[[ Records supplied, beginning ]]

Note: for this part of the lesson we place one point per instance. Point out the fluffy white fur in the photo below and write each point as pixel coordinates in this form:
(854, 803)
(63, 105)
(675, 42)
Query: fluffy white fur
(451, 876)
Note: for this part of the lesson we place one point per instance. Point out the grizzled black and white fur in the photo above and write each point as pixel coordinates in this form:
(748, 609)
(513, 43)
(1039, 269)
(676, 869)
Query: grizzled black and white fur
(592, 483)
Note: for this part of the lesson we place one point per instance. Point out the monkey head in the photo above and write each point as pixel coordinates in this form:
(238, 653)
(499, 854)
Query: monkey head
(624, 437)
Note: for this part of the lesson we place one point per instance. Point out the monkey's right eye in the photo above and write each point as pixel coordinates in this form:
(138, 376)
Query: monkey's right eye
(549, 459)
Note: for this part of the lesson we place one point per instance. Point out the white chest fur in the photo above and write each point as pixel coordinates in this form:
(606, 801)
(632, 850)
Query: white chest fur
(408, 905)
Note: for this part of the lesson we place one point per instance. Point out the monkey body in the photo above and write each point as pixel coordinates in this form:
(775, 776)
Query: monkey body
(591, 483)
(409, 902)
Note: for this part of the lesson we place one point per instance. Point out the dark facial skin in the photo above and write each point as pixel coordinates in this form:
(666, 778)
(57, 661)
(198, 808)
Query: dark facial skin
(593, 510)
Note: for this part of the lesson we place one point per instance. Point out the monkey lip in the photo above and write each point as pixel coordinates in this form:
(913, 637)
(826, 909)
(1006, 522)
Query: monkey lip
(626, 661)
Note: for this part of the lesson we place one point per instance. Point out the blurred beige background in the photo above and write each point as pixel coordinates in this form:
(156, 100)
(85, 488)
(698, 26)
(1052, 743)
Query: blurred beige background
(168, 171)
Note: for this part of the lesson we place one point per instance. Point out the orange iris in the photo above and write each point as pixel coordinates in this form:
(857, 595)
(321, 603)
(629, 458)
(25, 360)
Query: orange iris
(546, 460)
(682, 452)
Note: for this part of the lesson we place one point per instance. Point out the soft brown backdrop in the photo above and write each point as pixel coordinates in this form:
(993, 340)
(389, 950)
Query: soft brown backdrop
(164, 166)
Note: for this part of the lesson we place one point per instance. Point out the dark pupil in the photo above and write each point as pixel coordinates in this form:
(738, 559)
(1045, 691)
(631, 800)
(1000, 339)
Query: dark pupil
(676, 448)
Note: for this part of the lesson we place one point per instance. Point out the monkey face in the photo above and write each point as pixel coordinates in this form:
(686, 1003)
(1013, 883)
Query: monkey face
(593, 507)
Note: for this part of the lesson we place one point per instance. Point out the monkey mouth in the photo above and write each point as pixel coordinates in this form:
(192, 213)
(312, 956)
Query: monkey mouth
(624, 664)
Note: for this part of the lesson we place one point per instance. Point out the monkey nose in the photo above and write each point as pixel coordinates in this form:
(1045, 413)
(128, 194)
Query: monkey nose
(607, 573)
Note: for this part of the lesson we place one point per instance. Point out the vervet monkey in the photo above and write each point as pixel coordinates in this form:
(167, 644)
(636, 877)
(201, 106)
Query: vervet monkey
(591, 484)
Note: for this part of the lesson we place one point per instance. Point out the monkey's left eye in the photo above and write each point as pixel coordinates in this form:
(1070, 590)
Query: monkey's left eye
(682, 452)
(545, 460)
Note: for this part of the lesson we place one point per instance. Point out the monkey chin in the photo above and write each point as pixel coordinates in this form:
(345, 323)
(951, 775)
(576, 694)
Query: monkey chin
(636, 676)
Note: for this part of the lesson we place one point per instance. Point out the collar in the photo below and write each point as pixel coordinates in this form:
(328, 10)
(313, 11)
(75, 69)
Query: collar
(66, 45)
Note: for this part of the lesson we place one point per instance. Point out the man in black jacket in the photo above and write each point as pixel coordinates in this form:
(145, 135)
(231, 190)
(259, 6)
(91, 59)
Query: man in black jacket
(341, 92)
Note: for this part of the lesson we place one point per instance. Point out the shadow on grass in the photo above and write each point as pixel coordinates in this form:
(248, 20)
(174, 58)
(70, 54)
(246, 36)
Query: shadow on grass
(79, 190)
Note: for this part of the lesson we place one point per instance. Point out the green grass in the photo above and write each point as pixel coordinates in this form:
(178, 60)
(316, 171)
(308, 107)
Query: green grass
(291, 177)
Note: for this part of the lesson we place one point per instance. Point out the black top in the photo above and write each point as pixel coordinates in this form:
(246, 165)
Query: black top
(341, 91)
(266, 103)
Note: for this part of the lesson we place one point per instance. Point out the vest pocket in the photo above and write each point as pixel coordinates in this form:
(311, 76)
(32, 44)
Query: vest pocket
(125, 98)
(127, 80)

[[ Records supplied, end ]]

## [Exercise prompt]
Print each entry exactly as it was written.

## [Response to this task]
Note: for this part of the lesson we place one point per instance. Point out the fluffy white fur in the photo below and write each point as pixel coordinates in this form:
(854, 803)
(63, 105)
(675, 42)
Query: fluffy white fur
(451, 876)
Note: for this part of the lesson we place one point per instance. Point out the grizzled black and white fur in the photo above and write each point as pixel coordinates in this form:
(748, 609)
(513, 43)
(1039, 269)
(676, 869)
Query: grizzled black and white fur
(592, 483)
Note: for this part of the lesson we place one point per instance. Point out the monkey head in the photo above and write each point as pixel coordinates in this form:
(238, 653)
(499, 854)
Query: monkey head
(624, 437)
Note: for this part of the lesson we place one point per instance. Point out the monkey's right eye in the photo above and write each point as pixel coordinates in this form:
(138, 376)
Query: monkey's right eye
(549, 459)
Note: for this part of the lesson we place one point per instance. Point out the white chest fur in the photo above and write each point as pixel coordinates in this form:
(606, 801)
(632, 850)
Query: white chest fur
(408, 905)
Note: for this part of the lesson we place one point per instance. Point out the monkey body in the photo above and write each point as pixel coordinates in this form:
(775, 776)
Query: monkey body
(591, 483)
(409, 902)
Note: for this part of the lesson we place one point per instance. Point out the dark facial skin in the photo above and write each point as pixel coordinates in this form:
(666, 778)
(57, 661)
(198, 808)
Query: dark facial skin
(593, 510)
Note: for this part of the lesson we place one point per instance. Point out the monkey lip in the photo above and write each point as pixel coordinates in this form:
(913, 637)
(826, 909)
(1006, 522)
Query: monkey lip
(626, 661)
Note: for this part of the lesson we place one point per instance. Point out the blurred beige background in the photo above and write each point as pixel coordinates in this form:
(156, 100)
(85, 488)
(698, 26)
(1052, 743)
Query: blurred beige background
(168, 171)
Note: for this part of the lesson we place one point per instance. Point out the orange iris in the photo above and write each point as pixel coordinates in this form:
(857, 595)
(321, 603)
(629, 458)
(25, 360)
Query: orange iris
(546, 460)
(682, 452)
Note: for this part of the lesson we place one point per instance. Point out the soft brown backdrop in the photo above and write each point as pixel coordinates in this form:
(993, 340)
(389, 950)
Query: soft brown backdrop
(164, 166)
Note: for this part of the lesson we place one point per instance. Point out the dark pupil in the photo above and write each point as pixel coordinates in this form:
(738, 559)
(1045, 691)
(631, 800)
(1000, 339)
Query: dark pupil
(676, 448)
Note: for this part of the lesson we place one point per instance. Point out the monkey face in the photo above and write each point as pixel coordinates in this form:
(686, 1003)
(1013, 883)
Query: monkey face
(593, 507)
Note: for this part of the lesson we place one point per instance. Point out the monkey mouth in the photo above and write each point as pixel coordinates in this form:
(192, 213)
(312, 956)
Query: monkey mouth
(624, 664)
Note: for this part of the lesson we place one point per instance. Point out the monkey nose in the photo above and write each point as pixel coordinates in this form:
(1045, 413)
(128, 194)
Query: monkey nose
(607, 573)
Note: for this part of the lesson we place one point per instance. Point out the vervet monkey in the photo above and write each point as pixel coordinates in this form:
(167, 644)
(636, 877)
(201, 106)
Query: vervet monkey
(591, 484)
Note: for this part of the lesson we place one point per instance. Point out the monkey's left eye in the photo above and write each point as pixel coordinates in this form:
(1070, 590)
Query: monkey's left eye
(682, 452)
(545, 460)
Note: for this part of the lesson we place one point per instance. Point out the monkey chin in the photo above and write each point as pixel coordinates in this form:
(345, 323)
(951, 775)
(576, 694)
Query: monkey chin
(636, 676)
Note: for this part of the lesson we place one point per instance. Point out the collar in the photo below and write each point as pixel coordinates in this form:
(328, 10)
(313, 11)
(75, 69)
Query: collar
(66, 45)
Note: for this part of the lesson we place one point per instance. Point out the man in black jacket in the photo above and write each point as pixel coordinates in this form:
(145, 135)
(231, 190)
(259, 6)
(91, 59)
Query: man in black jacket
(341, 92)
Note: for this part of the lesson we place one point per instance. Point out the shadow on grass in the photo above and write each point as pixel coordinates in this form:
(248, 20)
(174, 58)
(70, 54)
(246, 36)
Query: shadow on grass
(79, 190)
Note: for this part of the lesson we place one point per instance. Point out the green grass in the photo above and write each point as pixel coordinates in this form:
(178, 60)
(316, 171)
(308, 107)
Query: green grass
(291, 177)
Note: for this part of the lesson we place one point per instance. Point out the black top in the photo above and write each point as pixel coordinates in this form:
(246, 165)
Query: black top
(341, 91)
(266, 103)
Note: for this part of the lesson we place one point per instance. Point out the vest pocket in the photo above and write each point as pixel coordinates in this form:
(311, 76)
(32, 44)
Query: vest pocket
(125, 98)
(127, 80)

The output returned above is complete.